===== EXERCISE INPUTS

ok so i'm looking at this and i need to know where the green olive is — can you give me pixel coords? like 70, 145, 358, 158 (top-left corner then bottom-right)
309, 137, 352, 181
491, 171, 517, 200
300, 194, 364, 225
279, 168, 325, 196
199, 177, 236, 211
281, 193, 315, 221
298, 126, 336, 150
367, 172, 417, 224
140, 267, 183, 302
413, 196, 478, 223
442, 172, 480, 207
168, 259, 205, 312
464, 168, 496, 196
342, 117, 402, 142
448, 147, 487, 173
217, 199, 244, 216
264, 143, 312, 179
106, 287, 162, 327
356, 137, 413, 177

==========

Nothing in the entries above should differ when you return them in full.

ok so i'm looking at this and i need to know where the green olive is — can you give me pixel coords? like 70, 145, 358, 158 (top-left corner then bottom-right)
309, 137, 352, 181
491, 171, 517, 200
300, 194, 364, 225
279, 168, 325, 196
199, 177, 236, 211
281, 193, 315, 221
298, 126, 336, 150
367, 172, 417, 224
140, 267, 183, 302
413, 196, 478, 223
442, 172, 480, 207
168, 259, 205, 312
464, 168, 496, 196
342, 117, 402, 142
448, 147, 487, 173
217, 199, 244, 216
264, 143, 312, 179
106, 287, 162, 327
356, 137, 413, 177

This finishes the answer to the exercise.